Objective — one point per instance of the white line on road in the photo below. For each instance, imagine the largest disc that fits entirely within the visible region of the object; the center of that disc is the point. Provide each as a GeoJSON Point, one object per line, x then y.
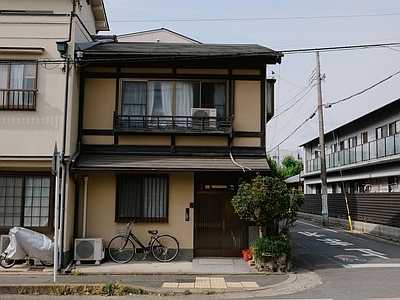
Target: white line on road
{"type": "Point", "coordinates": [312, 225]}
{"type": "Point", "coordinates": [359, 266]}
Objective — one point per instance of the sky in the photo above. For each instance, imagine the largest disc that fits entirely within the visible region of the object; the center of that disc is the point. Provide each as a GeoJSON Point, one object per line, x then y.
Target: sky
{"type": "Point", "coordinates": [364, 78]}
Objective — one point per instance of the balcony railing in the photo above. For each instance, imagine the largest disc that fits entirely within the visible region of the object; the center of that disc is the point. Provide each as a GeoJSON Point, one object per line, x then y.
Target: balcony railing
{"type": "Point", "coordinates": [381, 148]}
{"type": "Point", "coordinates": [126, 124]}
{"type": "Point", "coordinates": [17, 99]}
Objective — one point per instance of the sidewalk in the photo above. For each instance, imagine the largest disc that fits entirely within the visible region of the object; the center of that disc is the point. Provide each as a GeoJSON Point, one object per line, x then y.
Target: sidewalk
{"type": "Point", "coordinates": [219, 275]}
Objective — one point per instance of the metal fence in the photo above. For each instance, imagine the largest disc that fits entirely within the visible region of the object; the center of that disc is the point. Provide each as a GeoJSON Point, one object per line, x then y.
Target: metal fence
{"type": "Point", "coordinates": [378, 208]}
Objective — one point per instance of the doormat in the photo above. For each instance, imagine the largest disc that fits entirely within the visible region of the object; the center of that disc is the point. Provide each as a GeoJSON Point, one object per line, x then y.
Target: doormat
{"type": "Point", "coordinates": [37, 269]}
{"type": "Point", "coordinates": [215, 261]}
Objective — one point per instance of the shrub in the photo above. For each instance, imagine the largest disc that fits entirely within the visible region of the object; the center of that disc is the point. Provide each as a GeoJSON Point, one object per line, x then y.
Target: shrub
{"type": "Point", "coordinates": [272, 245]}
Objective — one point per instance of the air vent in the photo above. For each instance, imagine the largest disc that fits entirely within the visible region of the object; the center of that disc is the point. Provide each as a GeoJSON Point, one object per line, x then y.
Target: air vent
{"type": "Point", "coordinates": [89, 250]}
{"type": "Point", "coordinates": [204, 118]}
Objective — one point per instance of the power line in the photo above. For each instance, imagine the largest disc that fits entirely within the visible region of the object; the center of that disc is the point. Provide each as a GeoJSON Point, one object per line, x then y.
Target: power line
{"type": "Point", "coordinates": [363, 91]}
{"type": "Point", "coordinates": [309, 118]}
{"type": "Point", "coordinates": [330, 104]}
{"type": "Point", "coordinates": [256, 19]}
{"type": "Point", "coordinates": [340, 48]}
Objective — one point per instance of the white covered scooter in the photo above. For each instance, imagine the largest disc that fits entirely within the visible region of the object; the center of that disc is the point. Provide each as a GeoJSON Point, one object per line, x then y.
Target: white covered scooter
{"type": "Point", "coordinates": [28, 244]}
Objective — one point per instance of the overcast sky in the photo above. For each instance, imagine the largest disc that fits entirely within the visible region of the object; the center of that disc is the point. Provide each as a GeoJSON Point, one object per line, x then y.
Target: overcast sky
{"type": "Point", "coordinates": [289, 25]}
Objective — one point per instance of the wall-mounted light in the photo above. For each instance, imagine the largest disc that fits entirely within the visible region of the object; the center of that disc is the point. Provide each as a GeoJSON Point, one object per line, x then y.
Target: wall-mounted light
{"type": "Point", "coordinates": [62, 48]}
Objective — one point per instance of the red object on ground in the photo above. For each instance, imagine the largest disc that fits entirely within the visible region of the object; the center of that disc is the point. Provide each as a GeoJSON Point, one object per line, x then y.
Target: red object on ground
{"type": "Point", "coordinates": [246, 254]}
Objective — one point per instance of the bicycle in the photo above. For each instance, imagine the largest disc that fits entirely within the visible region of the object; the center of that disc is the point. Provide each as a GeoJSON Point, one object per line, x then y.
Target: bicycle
{"type": "Point", "coordinates": [163, 247]}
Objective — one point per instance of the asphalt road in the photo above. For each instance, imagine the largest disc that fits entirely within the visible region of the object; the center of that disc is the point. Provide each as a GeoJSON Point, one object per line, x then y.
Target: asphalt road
{"type": "Point", "coordinates": [352, 266]}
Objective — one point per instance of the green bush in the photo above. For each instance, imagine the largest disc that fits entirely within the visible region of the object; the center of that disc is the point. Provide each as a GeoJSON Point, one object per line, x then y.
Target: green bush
{"type": "Point", "coordinates": [272, 245]}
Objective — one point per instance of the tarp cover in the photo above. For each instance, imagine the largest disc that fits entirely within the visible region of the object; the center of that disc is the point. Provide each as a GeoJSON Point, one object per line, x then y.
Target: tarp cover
{"type": "Point", "coordinates": [25, 242]}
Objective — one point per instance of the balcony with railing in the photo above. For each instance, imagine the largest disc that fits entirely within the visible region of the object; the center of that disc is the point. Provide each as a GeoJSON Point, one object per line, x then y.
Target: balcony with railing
{"type": "Point", "coordinates": [175, 125]}
{"type": "Point", "coordinates": [17, 99]}
{"type": "Point", "coordinates": [378, 149]}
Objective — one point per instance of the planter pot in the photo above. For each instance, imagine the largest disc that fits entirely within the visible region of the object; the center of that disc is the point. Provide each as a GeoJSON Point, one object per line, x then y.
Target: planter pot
{"type": "Point", "coordinates": [267, 263]}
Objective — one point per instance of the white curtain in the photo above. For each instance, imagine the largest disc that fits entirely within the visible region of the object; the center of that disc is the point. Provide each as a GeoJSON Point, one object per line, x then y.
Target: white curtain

________________

[Exercise description] Revise the material above so that every "disc" becomes "circle" and nothing else changes. Leave the pictures out of your version.

[Response]
Objective — one point per instance of the white line on road in the photo below. For each instance, imagine the largest circle that fits entirely within the visible region of the object; the center of that circle is the point. Provide each as a GeoJSON Point, one object per line, x then y.
Target: white line on road
{"type": "Point", "coordinates": [312, 225]}
{"type": "Point", "coordinates": [359, 266]}
Objective — one point per instance of the sky in the photo above. For each instance, imagine the largest circle that fits entirely within the visible region of the object; the center of that circle is the point. Provide each as a GeoJSON Point, one object per line, x then y.
Target: sky
{"type": "Point", "coordinates": [364, 78]}
Objective — one point per instance of the balcony railing in the photo above. For each instance, imagine the largest circle that fits entirely within the visible region of the object; the center of that circle is the point. Provide each as a GeoJSON Point, one object per line, x then y.
Target: balcony railing
{"type": "Point", "coordinates": [381, 148]}
{"type": "Point", "coordinates": [126, 124]}
{"type": "Point", "coordinates": [17, 99]}
Objective — one point per instance of the sidewalk in the photo above. For each instance, imagine the largest circle that fits entirely within the visible region of the object; the center of that circle is the point. Provide each as a GeoJSON Point, one object per line, x then y.
Target: sidewalk
{"type": "Point", "coordinates": [219, 275]}
Objective — one point per instance of the metal fence in the photo above. For each instance, imagine the largest circle that fits entirely within the visible region of the object; the center of that circle is the point. Provide each as a GeoJSON Point, one object per line, x then y.
Target: metal fence
{"type": "Point", "coordinates": [378, 208]}
Objective — one point per instance of the doormat in the photo above. For each instance, imagine the largest circle that fits entirely within the visible region of the object; the center of that circle is the point. Provide each as a GeoJSON Point, one object per line, x then y.
Target: doormat
{"type": "Point", "coordinates": [37, 269]}
{"type": "Point", "coordinates": [215, 261]}
Objective — one point per instance of the shrub in the photo above. For each instance, imagine the largest circle that fits entirely within the visible region of the object; the center of that circle is the point. Provide each as a GeoJSON Point, one object per line, x then y.
Target: shrub
{"type": "Point", "coordinates": [272, 245]}
Objective — one point per instance of the air vent in the photo above. For each instance, imagine the largest circle that fits entirely within the visible region of the object; the center of that circle is the point. Provide each as a GeoJSON Point, one object per line, x then y.
Target: air vent
{"type": "Point", "coordinates": [89, 250]}
{"type": "Point", "coordinates": [204, 118]}
Objective — one point per instance of the power line in the photo above. For each instance, imagine the largest circle that fits entirely within the visible region of the object; the center of that circle is the point. Provide each as a GeoJSON Point, one object per line, x then y.
Target: power line
{"type": "Point", "coordinates": [363, 91]}
{"type": "Point", "coordinates": [309, 118]}
{"type": "Point", "coordinates": [330, 104]}
{"type": "Point", "coordinates": [256, 19]}
{"type": "Point", "coordinates": [340, 48]}
Objective — one point per instance of the white covered scooter in the photo above. For each instance, imagine the largest circle that fits entirely within the visible region of the object; the center of that circle is the point. Provide each as a GeoJSON Point, one object per line, x then y.
Target: white covered scooter
{"type": "Point", "coordinates": [28, 244]}
Objective — one point per instance of the overcast sky in the photo above. For each instance, imagine the largest circle that fits entirely within the visible region of the object; the center of that circle is the point. Provide each as a GeoJSON Point, one object per line, x then y.
Target: overcast sky
{"type": "Point", "coordinates": [289, 25]}
Objective — one point per instance of the wall-mounted light in the photo above. For each instance, imagine the largest circle that fits entirely within the visible region of the object; the center of that circle is the point. Provide each as a GeoJSON Point, one object per line, x then y.
Target: wall-mounted light
{"type": "Point", "coordinates": [62, 48]}
Objective — one point per instance of the red object on ground in the photo above. For each instance, imagine the largest circle that fits entirely within the visible region of the object; the center of that circle is the point. Provide each as a GeoJSON Point, one object per line, x then y.
Target: red object on ground
{"type": "Point", "coordinates": [246, 254]}
Objective — one point per instance of the bicycle in the photo above. For each instance, imagine the largest circle that fits entirely within the visible region of the object; the center of that circle is the point. Provide each as a GeoJSON Point, one object per line, x then y.
Target: bicycle
{"type": "Point", "coordinates": [163, 247]}
Objective — one point per instance of the asphalt road in the photo above. For each instance, imagine the largest circle that fits entirely within the visible region of the object; the center of that circle is the point. Provide each as a GeoJSON Point, one object per line, x then y.
Target: asphalt road
{"type": "Point", "coordinates": [352, 266]}
Objective — one point per instance of the green bush in the photo above. For each instance, imagine the largest circle that fits entirely within the visible region of the object; the center of that circle is the point. Provide each as a GeoJSON Point, one object per line, x then y.
Target: green bush
{"type": "Point", "coordinates": [272, 245]}
Objective — one point per instance of the tarp cover in the photo above. For each instance, imagine the largest circle that fits entirely within the visible region of the object; the center of that circle is the point. Provide each as a GeoJSON Point, one object per line, x then y.
Target: tarp cover
{"type": "Point", "coordinates": [25, 242]}
Objective — one point per instance of the balcony with railing in the photo above. For each instance, imagine the largest circle that fits entirely within the visible region of the object; the center of that circle is the point. Provide each as a GeoJSON Point, one object per line, x then y.
Target: balcony with railing
{"type": "Point", "coordinates": [175, 125]}
{"type": "Point", "coordinates": [17, 99]}
{"type": "Point", "coordinates": [378, 149]}
Objective — one point per instance of the planter pot in the photo above. For each instance, imagine the largest circle that fits entirely within the visible region of the object; the center of that circle is the point. Provide each as a GeoJSON Point, one object per line, x then y.
Target: planter pot
{"type": "Point", "coordinates": [267, 263]}
Objective — one point per instance of the white curtain in the photo above. For each instance, imagine the largest circle that fits entirely within the visible region of the object; the center of that circle is the point. Provide each as a GeoJSON Point, one object per line, x then y.
Target: white curtain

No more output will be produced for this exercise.